= PAGINA =
----

2 De feiten en het geding in feitelijke instantie

2.1

De Rechtbank heeft de feiten, waarvan in cassatie kan worden uitgegaan, als volgt vastgesteld:

2.1.

Eiser is geboren [in] 1966, heeft de Nederlandse nationaliteit en heeft tot 5 januari 1992, kort na het afronden van zijn studie, in Nederland gewoond.

2.2.

In januari 1992 heeft eiser Nederland metterwoon verlaten. Hij is vanaf die tijd tot februari 2012 onafgebroken in Engeland respectievelijk de Verenigde Staten woonachtig en werkzaam geweest. Met ingang van 1 februari 2012 is eiser benoemd tot voorzitter van de Raad van Bestuur van [D] Holding AS in Noorwegen en trad hij formeel in dienst bij [E] Ltd, een in Engeland gevestigde vennootschap van [D] Holding AS. In de periode februari 2012 tot en met augustus 2012 was eiser werkzaam in Engeland en verbleef hij overwegend in Engeland en Noorwegen.

----

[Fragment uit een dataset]
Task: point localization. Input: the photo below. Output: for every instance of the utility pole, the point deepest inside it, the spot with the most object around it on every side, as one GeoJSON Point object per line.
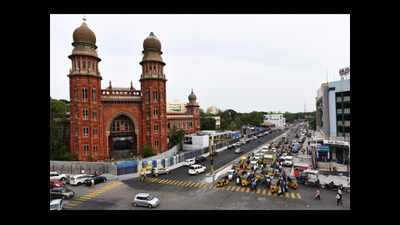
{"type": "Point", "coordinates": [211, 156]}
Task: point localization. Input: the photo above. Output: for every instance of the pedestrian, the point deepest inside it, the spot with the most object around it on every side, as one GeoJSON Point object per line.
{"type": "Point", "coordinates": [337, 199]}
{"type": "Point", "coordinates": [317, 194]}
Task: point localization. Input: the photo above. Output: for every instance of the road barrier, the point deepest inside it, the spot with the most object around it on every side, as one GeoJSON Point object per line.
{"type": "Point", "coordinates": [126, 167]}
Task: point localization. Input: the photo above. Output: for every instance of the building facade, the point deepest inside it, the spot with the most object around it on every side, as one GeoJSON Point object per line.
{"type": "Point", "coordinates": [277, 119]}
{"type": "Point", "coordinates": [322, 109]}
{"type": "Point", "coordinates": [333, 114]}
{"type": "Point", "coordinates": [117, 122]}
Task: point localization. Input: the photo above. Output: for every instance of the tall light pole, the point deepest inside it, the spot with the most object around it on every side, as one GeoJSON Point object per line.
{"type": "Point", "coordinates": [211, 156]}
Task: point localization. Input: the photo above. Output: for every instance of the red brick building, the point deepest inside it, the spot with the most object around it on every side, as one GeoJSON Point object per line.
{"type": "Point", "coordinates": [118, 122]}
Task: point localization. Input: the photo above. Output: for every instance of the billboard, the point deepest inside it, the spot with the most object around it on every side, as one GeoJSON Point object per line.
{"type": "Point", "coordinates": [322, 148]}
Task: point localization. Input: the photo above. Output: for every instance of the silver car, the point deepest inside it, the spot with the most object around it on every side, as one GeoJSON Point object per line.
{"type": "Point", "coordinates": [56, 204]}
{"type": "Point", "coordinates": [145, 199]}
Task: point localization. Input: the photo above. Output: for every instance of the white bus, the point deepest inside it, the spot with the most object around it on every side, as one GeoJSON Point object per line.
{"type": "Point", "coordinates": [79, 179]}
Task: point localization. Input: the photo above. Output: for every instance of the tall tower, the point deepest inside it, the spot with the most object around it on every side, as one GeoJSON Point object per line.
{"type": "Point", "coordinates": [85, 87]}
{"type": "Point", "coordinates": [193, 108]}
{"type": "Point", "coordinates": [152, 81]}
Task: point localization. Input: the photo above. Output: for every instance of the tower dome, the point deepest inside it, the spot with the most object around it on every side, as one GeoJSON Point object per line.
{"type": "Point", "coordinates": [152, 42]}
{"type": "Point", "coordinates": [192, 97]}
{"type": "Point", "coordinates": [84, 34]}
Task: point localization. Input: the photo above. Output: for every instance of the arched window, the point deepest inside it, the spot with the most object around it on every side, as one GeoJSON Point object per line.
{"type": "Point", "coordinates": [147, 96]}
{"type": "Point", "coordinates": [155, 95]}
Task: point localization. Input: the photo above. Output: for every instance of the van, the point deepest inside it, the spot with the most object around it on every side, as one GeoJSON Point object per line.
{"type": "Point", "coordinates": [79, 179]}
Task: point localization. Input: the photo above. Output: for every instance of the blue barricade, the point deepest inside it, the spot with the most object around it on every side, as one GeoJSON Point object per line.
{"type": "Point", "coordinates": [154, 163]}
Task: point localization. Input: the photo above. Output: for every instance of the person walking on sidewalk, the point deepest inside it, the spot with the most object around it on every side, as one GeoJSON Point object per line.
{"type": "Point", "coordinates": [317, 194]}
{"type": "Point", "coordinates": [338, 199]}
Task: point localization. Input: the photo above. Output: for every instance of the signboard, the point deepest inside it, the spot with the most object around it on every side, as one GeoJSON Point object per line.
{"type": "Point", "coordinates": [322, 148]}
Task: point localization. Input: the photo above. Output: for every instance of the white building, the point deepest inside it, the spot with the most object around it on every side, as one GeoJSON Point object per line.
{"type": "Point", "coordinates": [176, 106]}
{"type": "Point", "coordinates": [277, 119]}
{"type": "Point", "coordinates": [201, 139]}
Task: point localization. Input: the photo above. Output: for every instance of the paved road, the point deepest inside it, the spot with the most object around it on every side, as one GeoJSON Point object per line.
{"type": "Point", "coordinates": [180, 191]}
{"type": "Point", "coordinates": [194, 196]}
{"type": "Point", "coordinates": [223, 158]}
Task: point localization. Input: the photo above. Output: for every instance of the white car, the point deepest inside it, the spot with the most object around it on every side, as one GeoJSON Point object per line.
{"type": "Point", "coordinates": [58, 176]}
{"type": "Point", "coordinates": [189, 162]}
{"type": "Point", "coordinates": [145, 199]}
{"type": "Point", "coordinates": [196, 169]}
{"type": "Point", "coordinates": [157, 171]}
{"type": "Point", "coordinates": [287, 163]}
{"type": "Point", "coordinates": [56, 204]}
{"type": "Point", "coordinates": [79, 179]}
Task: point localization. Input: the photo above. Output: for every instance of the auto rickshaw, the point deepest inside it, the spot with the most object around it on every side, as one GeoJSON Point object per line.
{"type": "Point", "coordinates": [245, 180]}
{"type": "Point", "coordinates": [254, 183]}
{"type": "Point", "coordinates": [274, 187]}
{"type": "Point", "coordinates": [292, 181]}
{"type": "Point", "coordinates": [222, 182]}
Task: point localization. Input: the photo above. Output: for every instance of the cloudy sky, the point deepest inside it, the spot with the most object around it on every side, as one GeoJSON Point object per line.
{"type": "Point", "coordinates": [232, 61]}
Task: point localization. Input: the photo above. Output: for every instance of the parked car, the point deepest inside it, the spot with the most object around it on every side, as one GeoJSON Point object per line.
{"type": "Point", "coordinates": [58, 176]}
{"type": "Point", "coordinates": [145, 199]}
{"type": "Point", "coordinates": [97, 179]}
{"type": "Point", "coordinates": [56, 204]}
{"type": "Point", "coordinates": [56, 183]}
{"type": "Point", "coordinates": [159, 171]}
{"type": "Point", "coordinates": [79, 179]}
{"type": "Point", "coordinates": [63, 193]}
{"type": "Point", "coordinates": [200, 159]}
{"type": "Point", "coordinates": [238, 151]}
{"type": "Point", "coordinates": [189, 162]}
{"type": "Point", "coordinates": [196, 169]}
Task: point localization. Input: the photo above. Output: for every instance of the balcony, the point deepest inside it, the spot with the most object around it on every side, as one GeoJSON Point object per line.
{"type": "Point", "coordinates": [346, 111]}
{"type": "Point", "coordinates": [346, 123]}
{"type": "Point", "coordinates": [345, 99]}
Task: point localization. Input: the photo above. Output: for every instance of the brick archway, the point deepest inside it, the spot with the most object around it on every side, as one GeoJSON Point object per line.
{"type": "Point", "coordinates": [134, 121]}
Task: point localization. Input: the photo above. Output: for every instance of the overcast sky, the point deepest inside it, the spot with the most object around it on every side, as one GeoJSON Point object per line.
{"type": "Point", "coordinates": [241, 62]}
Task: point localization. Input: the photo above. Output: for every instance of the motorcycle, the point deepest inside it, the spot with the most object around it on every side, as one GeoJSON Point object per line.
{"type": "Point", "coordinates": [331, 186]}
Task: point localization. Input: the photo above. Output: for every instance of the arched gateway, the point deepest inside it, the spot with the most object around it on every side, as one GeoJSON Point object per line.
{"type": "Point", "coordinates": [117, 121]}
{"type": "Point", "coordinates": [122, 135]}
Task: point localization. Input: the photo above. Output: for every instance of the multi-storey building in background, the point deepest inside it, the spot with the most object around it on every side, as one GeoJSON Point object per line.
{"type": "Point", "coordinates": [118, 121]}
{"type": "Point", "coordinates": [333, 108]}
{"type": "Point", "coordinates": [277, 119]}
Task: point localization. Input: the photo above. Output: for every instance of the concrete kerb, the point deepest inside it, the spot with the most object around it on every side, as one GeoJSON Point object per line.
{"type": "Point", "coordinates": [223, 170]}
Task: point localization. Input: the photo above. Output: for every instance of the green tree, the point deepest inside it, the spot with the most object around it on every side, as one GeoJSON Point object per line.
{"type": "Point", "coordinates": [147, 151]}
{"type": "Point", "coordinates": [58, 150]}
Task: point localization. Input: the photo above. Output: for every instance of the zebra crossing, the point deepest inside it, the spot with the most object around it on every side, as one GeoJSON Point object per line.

----

= VERPLICHTE OPDRACHTEN =
a: Beantwoord de volgende vragen over de feitenvaststelling:
(i) In welk jaar is eiser geboren?
(ii) Tot welke datum heeft eiser in Nederland gewoond?
(iii) In welke landen verbleef eiser overwegend van februari 2012 tot en met augustus 2012?
b: Zoek in de gegevens elke regel op waarin het woord "tall" staat en neem die regels over.

= DEFINITIEVE ANTWOORDEN =
a:
(i) 1966
(ii) Tot 5 januari 1992
(iii) In Engeland en Noorwegen

b:
Task: point localization. Input: the photo above. Output: for every instance of the tall light pole, the point deepest inside it, the spot with the most object around it on every side, as one GeoJSON Point object per line.
Task: point localization. Input: the photo above. Output: for every instance of the tall tower, the point deepest inside it, the spot with the most object around it on every side, as one GeoJSON Point object per line.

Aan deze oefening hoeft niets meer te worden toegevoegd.